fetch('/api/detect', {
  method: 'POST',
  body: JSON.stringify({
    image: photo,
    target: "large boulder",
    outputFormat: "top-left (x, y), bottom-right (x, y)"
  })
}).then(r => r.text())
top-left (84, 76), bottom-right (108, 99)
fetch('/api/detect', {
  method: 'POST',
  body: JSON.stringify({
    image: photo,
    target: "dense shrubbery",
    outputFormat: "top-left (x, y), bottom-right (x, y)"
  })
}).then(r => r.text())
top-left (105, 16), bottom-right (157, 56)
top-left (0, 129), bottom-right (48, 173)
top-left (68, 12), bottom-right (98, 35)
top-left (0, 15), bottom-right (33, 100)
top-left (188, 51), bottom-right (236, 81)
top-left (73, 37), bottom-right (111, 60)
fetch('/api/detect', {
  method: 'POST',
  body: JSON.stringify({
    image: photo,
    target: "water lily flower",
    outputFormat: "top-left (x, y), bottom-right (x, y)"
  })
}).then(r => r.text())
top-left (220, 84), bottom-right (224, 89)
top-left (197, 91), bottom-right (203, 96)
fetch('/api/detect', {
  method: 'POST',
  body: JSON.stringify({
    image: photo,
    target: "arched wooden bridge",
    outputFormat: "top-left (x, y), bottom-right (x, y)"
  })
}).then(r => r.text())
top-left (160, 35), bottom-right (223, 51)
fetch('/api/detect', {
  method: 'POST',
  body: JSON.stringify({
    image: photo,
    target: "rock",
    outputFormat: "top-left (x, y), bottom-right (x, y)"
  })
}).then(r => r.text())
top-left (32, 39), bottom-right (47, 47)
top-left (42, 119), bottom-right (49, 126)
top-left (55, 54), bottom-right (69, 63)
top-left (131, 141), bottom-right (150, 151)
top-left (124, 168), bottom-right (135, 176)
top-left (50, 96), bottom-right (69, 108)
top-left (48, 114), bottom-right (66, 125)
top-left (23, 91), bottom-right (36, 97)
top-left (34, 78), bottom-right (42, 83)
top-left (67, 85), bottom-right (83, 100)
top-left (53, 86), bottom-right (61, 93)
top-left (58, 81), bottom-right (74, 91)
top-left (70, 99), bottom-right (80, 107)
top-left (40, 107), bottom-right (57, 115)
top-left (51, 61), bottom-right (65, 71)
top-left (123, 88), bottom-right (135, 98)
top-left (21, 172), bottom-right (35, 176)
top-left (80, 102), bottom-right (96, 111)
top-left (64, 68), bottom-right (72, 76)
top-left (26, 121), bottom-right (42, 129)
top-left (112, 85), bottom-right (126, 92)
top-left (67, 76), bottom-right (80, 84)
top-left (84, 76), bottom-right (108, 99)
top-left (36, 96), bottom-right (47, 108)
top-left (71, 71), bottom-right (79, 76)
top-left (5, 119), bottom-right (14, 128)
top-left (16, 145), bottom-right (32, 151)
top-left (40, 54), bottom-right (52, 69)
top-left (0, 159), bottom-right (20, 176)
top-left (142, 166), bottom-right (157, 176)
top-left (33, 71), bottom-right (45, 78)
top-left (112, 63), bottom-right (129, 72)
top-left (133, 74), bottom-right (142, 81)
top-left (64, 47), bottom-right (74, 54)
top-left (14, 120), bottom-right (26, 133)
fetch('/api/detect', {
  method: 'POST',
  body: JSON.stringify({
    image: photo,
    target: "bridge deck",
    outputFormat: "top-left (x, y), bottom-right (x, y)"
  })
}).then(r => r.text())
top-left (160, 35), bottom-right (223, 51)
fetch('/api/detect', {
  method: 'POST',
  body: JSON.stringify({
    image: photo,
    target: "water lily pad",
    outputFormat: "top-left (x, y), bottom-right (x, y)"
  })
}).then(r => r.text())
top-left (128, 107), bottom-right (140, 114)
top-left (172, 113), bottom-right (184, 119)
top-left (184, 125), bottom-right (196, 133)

= WRITTEN TASK =
Rewrite every line of the rows above as a JSON list of strings, one string per line, leaving out any blank lines.

= ANSWER IN FULL =
[
  "fetch('/api/detect', {",
  "  method: 'POST',",
  "  body: JSON.stringify({",
  "    image: photo,",
  "    target: \"large boulder\",",
  "    outputFormat: \"top-left (x, y), bottom-right (x, y)\"",
  "  })",
  "}).then(r => r.text())",
  "top-left (84, 76), bottom-right (108, 99)",
  "fetch('/api/detect', {",
  "  method: 'POST',",
  "  body: JSON.stringify({",
  "    image: photo,",
  "    target: \"dense shrubbery\",",
  "    outputFormat: \"top-left (x, y), bottom-right (x, y)\"",
  "  })",
  "}).then(r => r.text())",
  "top-left (105, 16), bottom-right (157, 56)",
  "top-left (0, 129), bottom-right (48, 173)",
  "top-left (68, 12), bottom-right (98, 35)",
  "top-left (0, 15), bottom-right (33, 100)",
  "top-left (188, 51), bottom-right (236, 81)",
  "top-left (73, 37), bottom-right (111, 60)",
  "fetch('/api/detect', {",
  "  method: 'POST',",
  "  body: JSON.stringify({",
  "    image: photo,",
  "    target: \"water lily flower\",",
  "    outputFormat: \"top-left (x, y), bottom-right (x, y)\"",
  "  })",
  "}).then(r => r.text())",
  "top-left (220, 84), bottom-right (224, 89)",
  "top-left (197, 91), bottom-right (203, 96)",
  "fetch('/api/detect', {",
  "  method: 'POST',",
  "  body: JSON.stringify({",
  "    image: photo,",
  "    target: \"arched wooden bridge\",",
  "    outputFormat: \"top-left (x, y), bottom-right (x, y)\"",
  "  })",
  "}).then(r => r.text())",
  "top-left (160, 35), bottom-right (223, 51)",
  "fetch('/api/detect', {",
  "  method: 'POST',",
  "  body: JSON.stringify({",
  "    image: photo,",
  "    target: \"rock\",",
  "    outputFormat: \"top-left (x, y), bottom-right (x, y)\"",
  "  })",
  "}).then(r => r.text())",
  "top-left (32, 39), bottom-right (47, 47)",
  "top-left (42, 119), bottom-right (49, 126)",
  "top-left (55, 54), bottom-right (69, 63)",
  "top-left (131, 141), bottom-right (150, 151)",
  "top-left (124, 168), bottom-right (135, 176)",
  "top-left (50, 96), bottom-right (69, 108)",
  "top-left (48, 114), bottom-right (66, 125)",
  "top-left (23, 91), bottom-right (36, 97)",
  "top-left (34, 78), bottom-right (42, 83)",
  "top-left (67, 85), bottom-right (83, 100)",
  "top-left (53, 86), bottom-right (61, 93)",
  "top-left (58, 81), bottom-right (74, 91)",
  "top-left (70, 99), bottom-right (80, 107)",
  "top-left (40, 107), bottom-right (57, 115)",
  "top-left (51, 61), bottom-right (65, 71)",
  "top-left (123, 88), bottom-right (135, 98)",
  "top-left (21, 172), bottom-right (35, 176)",
  "top-left (80, 102), bottom-right (96, 111)",
  "top-left (64, 68), bottom-right (72, 76)",
  "top-left (26, 121), bottom-right (42, 129)",
  "top-left (112, 85), bottom-right (126, 92)",
  "top-left (67, 76), bottom-right (80, 84)",
  "top-left (84, 76), bottom-right (108, 99)",
  "top-left (36, 96), bottom-right (47, 108)",
  "top-left (71, 71), bottom-right (79, 76)",
  "top-left (5, 119), bottom-right (14, 128)",
  "top-left (16, 145), bottom-right (32, 151)",
  "top-left (40, 54), bottom-right (52, 69)",
  "top-left (0, 159), bottom-right (20, 176)",
  "top-left (142, 166), bottom-right (157, 176)",
  "top-left (33, 71), bottom-right (45, 78)",
  "top-left (112, 63), bottom-right (129, 72)",
  "top-left (133, 74), bottom-right (142, 81)",
  "top-left (64, 47), bottom-right (74, 54)",
  "top-left (14, 120), bottom-right (26, 133)",
  "fetch('/api/detect', {",
  "  method: 'POST',",
  "  body: JSON.stringify({",
  "    image: photo,",
  "    target: \"bridge deck\",",
  "    outputFormat: \"top-left (x, y), bottom-right (x, y)\"",
  "  })",
  "}).then(r => r.text())",
  "top-left (160, 35), bottom-right (223, 51)",
  "fetch('/api/detect', {",
  "  method: 'POST',",
  "  body: JSON.stringify({",
  "    image: photo,",
  "    target: \"water lily pad\",",
  "    outputFormat: \"top-left (x, y), bottom-right (x, y)\"",
  "  })",
  "}).then(r => r.text())",
  "top-left (128, 107), bottom-right (140, 114)",
  "top-left (172, 113), bottom-right (184, 119)",
  "top-left (184, 125), bottom-right (196, 133)"
]